== Supplied text ==
- - - - - - -

What do Echinacea seeds look like?
Echinacea seeds are fairly large, with a light brown, papery covering. You can see what echinacea seeds look like in the photo below.
The seeds of all Echinacea species except E. purpurea need a cold stratification treatment before they germinate. This means that they need a cold period similar to winter temperatures before they will sprout.
To cold-stratify your seeds, put the packet in the refrigerator for one to four weeks before sowing. You can also sow the seeds in moist potting mix in flats and keep these in the fridge or a dark area in the garage or back porch where temperatures stay below 40°F.
When to Plant Echinacea Seeds
You can start Echinacea seeds almost any time of year, but remember that these plants take about two years to grow to mature size and start flowering.
You can plant the seeds in the garden in late fall, when winter temperatures provide the required cold period for germination. If you want to start them indoors, sow your seeds 6-12 weeks before your last frost date to give them plenty of time to grow before planting them outside.
How to Plant Echinacea Seeds Indoors
After cold-treating your echinacea seeds:
- Sow seeds indoors in small pots, peat pots or deep cells to accommodate the long taproot.

- - - - - - -

== Information ==
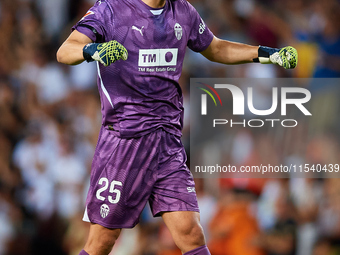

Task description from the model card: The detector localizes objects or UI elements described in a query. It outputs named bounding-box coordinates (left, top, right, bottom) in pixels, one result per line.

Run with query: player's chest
left=114, top=15, right=190, bottom=54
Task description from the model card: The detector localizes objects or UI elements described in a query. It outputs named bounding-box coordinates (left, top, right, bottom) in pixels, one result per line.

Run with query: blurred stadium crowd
left=0, top=0, right=340, bottom=255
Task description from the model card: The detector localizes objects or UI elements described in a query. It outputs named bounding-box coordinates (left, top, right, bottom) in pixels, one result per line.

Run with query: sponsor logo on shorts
left=187, top=187, right=196, bottom=193
left=174, top=23, right=183, bottom=41
left=100, top=204, right=110, bottom=218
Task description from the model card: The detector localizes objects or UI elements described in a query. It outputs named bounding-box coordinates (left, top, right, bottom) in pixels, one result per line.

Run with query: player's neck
left=142, top=0, right=166, bottom=8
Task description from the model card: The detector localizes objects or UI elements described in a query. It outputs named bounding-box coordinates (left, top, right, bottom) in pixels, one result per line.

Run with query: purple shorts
left=83, top=127, right=199, bottom=228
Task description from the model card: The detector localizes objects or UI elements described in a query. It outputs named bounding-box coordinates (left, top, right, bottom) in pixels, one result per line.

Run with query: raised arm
left=57, top=30, right=92, bottom=65
left=201, top=37, right=297, bottom=69
left=57, top=30, right=128, bottom=66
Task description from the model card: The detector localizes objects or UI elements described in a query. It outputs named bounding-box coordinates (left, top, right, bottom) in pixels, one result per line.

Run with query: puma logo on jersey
left=187, top=187, right=196, bottom=193
left=132, top=26, right=144, bottom=36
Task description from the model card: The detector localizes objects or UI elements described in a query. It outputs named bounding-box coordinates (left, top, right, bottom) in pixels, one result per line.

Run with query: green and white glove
left=83, top=40, right=128, bottom=66
left=254, top=46, right=298, bottom=69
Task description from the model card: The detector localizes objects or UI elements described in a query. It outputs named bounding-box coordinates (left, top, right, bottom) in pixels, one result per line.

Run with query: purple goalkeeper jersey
left=73, top=0, right=213, bottom=138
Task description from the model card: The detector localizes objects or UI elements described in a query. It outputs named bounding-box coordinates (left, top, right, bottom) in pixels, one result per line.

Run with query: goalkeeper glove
left=83, top=40, right=128, bottom=66
left=254, top=46, right=298, bottom=69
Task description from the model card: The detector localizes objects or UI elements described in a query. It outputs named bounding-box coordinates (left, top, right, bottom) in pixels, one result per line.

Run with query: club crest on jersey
left=100, top=204, right=110, bottom=218
left=174, top=23, right=183, bottom=40
left=81, top=11, right=94, bottom=21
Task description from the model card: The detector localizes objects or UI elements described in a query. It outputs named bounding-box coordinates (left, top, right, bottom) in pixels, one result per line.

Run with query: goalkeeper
left=57, top=0, right=297, bottom=255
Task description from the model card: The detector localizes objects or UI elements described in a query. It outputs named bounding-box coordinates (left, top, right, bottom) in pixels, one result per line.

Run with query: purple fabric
left=183, top=245, right=210, bottom=255
left=86, top=128, right=199, bottom=228
left=73, top=0, right=213, bottom=138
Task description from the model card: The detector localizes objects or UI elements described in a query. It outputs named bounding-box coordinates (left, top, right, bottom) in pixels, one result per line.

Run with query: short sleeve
left=188, top=3, right=214, bottom=52
left=72, top=0, right=113, bottom=43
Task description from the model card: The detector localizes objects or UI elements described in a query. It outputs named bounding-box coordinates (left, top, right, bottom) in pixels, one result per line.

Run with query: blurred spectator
left=0, top=0, right=340, bottom=255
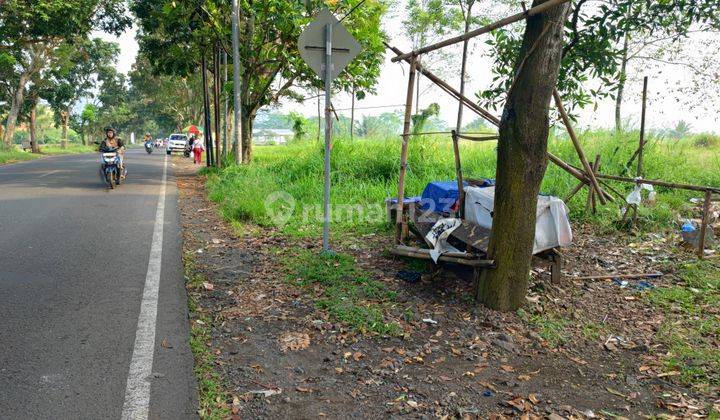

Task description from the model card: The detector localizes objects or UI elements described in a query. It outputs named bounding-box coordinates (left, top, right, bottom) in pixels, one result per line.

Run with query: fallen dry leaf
left=278, top=331, right=310, bottom=352
left=500, top=365, right=515, bottom=372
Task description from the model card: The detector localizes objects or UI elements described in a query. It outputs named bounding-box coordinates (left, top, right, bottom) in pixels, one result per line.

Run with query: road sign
left=298, top=9, right=360, bottom=81
left=298, top=9, right=360, bottom=252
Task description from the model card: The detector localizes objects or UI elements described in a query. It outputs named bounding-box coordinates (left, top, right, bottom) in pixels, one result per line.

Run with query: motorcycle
left=100, top=149, right=121, bottom=189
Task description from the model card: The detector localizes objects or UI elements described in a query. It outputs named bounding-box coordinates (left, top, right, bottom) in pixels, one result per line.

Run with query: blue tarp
left=421, top=179, right=495, bottom=213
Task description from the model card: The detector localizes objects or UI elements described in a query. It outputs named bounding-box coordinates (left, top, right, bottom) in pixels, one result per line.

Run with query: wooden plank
left=390, top=246, right=495, bottom=267
left=698, top=191, right=712, bottom=260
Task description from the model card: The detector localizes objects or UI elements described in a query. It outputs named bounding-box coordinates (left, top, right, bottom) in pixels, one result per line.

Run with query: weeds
left=530, top=312, right=568, bottom=347
left=183, top=252, right=230, bottom=420
left=202, top=131, right=720, bottom=237
left=280, top=250, right=401, bottom=335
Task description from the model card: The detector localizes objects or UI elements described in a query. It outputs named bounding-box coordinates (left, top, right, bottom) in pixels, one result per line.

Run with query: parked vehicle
left=100, top=149, right=122, bottom=189
left=165, top=134, right=187, bottom=155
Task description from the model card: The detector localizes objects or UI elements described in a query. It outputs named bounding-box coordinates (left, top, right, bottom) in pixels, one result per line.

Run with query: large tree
left=0, top=0, right=130, bottom=147
left=38, top=38, right=120, bottom=148
left=133, top=0, right=385, bottom=162
left=477, top=0, right=720, bottom=118
left=479, top=0, right=570, bottom=310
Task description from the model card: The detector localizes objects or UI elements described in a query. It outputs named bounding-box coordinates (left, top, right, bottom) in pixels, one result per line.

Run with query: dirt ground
left=176, top=162, right=718, bottom=419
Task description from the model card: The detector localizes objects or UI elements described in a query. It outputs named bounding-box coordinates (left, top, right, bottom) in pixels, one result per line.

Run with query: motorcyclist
left=100, top=127, right=125, bottom=179
left=144, top=133, right=155, bottom=148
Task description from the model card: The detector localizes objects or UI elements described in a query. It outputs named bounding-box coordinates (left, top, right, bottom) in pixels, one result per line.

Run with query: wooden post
left=395, top=58, right=417, bottom=243
left=585, top=155, right=600, bottom=214
left=452, top=130, right=465, bottom=218
left=210, top=42, right=222, bottom=168
left=635, top=76, right=647, bottom=178
left=698, top=190, right=712, bottom=260
left=553, top=89, right=606, bottom=204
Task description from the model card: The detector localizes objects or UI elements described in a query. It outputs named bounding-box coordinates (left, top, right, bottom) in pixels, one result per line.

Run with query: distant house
left=253, top=128, right=295, bottom=144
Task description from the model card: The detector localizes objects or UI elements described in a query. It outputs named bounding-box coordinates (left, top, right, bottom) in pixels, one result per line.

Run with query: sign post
left=298, top=9, right=360, bottom=252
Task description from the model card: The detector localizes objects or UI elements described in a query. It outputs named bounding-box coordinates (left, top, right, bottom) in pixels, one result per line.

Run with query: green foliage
left=692, top=133, right=720, bottom=148
left=201, top=131, right=720, bottom=236
left=412, top=103, right=440, bottom=134
left=530, top=313, right=568, bottom=347
left=277, top=250, right=401, bottom=335
left=289, top=112, right=310, bottom=140
left=133, top=0, right=386, bottom=118
left=476, top=0, right=720, bottom=115
left=183, top=253, right=230, bottom=419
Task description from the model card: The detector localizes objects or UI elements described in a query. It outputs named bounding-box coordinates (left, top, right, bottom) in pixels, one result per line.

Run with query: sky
left=95, top=2, right=720, bottom=132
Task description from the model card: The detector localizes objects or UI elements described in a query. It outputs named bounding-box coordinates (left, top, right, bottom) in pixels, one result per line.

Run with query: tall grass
left=208, top=131, right=720, bottom=235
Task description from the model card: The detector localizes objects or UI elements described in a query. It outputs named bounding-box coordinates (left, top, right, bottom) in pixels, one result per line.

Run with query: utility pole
left=323, top=23, right=333, bottom=252
left=222, top=51, right=228, bottom=158
left=232, top=0, right=242, bottom=165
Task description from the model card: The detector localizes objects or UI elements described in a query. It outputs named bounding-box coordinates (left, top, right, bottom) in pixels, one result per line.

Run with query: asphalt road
left=0, top=149, right=197, bottom=419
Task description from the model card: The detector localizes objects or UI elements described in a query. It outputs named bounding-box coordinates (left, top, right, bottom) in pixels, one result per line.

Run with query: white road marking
left=122, top=157, right=167, bottom=420
left=38, top=169, right=60, bottom=178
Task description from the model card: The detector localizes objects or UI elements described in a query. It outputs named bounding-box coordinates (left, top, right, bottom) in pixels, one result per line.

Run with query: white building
left=253, top=128, right=295, bottom=144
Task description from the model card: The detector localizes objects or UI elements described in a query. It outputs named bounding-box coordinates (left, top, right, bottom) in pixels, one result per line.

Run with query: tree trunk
left=29, top=100, right=40, bottom=153
left=3, top=72, right=32, bottom=149
left=200, top=53, right=213, bottom=167
left=615, top=34, right=628, bottom=133
left=2, top=44, right=47, bottom=148
left=240, top=107, right=255, bottom=163
left=350, top=85, right=355, bottom=140
left=60, top=111, right=69, bottom=149
left=478, top=0, right=569, bottom=310
left=213, top=42, right=222, bottom=168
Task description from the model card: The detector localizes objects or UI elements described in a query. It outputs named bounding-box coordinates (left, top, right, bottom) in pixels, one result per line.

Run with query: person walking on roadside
left=192, top=139, right=205, bottom=165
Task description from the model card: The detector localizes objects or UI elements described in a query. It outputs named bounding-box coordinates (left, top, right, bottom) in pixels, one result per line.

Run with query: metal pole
left=323, top=24, right=332, bottom=251
left=232, top=0, right=242, bottom=165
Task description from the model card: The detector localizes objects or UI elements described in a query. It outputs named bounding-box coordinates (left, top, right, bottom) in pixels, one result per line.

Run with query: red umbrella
left=187, top=125, right=202, bottom=134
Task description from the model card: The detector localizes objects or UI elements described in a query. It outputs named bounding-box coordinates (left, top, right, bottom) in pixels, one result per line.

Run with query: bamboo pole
left=553, top=89, right=606, bottom=204
left=575, top=273, right=663, bottom=280
left=452, top=130, right=465, bottom=218
left=385, top=43, right=613, bottom=201
left=698, top=190, right=712, bottom=260
left=635, top=76, right=647, bottom=178
left=584, top=171, right=720, bottom=194
left=385, top=43, right=500, bottom=126
left=390, top=246, right=495, bottom=267
left=395, top=59, right=417, bottom=243
left=392, top=0, right=570, bottom=63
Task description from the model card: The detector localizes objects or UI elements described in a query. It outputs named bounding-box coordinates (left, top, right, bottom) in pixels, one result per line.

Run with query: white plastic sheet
left=425, top=218, right=462, bottom=263
left=465, top=187, right=572, bottom=254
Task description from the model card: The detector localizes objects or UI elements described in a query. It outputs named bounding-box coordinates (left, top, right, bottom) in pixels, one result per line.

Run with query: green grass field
left=208, top=131, right=720, bottom=236
left=0, top=144, right=95, bottom=165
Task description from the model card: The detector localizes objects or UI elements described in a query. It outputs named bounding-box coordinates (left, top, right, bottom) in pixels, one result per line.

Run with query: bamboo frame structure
left=395, top=59, right=417, bottom=243
left=391, top=0, right=570, bottom=63
left=385, top=0, right=720, bottom=286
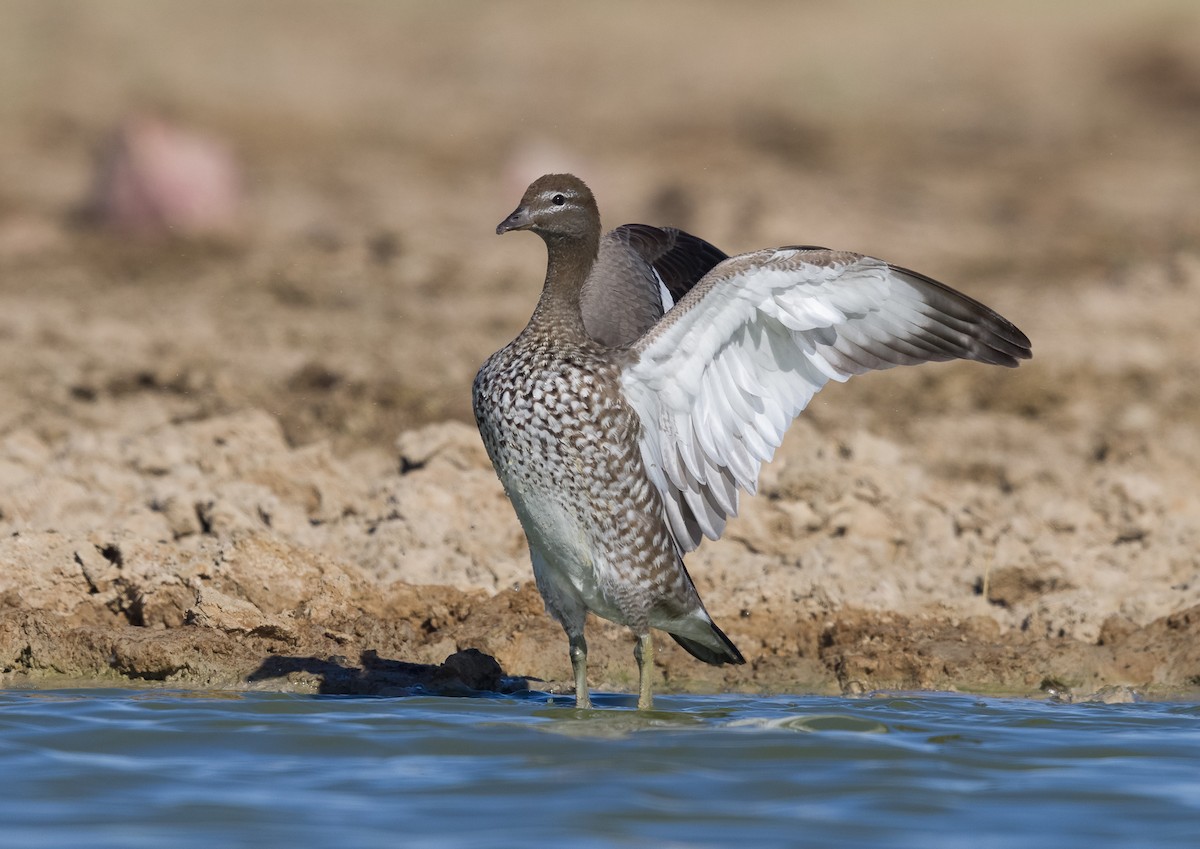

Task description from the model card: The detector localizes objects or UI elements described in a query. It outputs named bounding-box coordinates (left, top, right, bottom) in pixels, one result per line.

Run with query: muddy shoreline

- - - - - - -

== Work item A ==
In the echinacea seed text, swap "cold period" for "chilling period" and write out the passage from "The seeds of" up to and including "they will sprout.".
== Work item B ==
According to the echinacea seed text, how long do these plants take to reach mature size and start flowering?
The data has no role in this exercise.

== Your response A ==
The seeds of all Echinacea species except E. purpurea need a cold stratification treatment before they germinate. This means that they need a chilling period similar to winter temperatures before they will sprout.

== Your response B ==
About two years.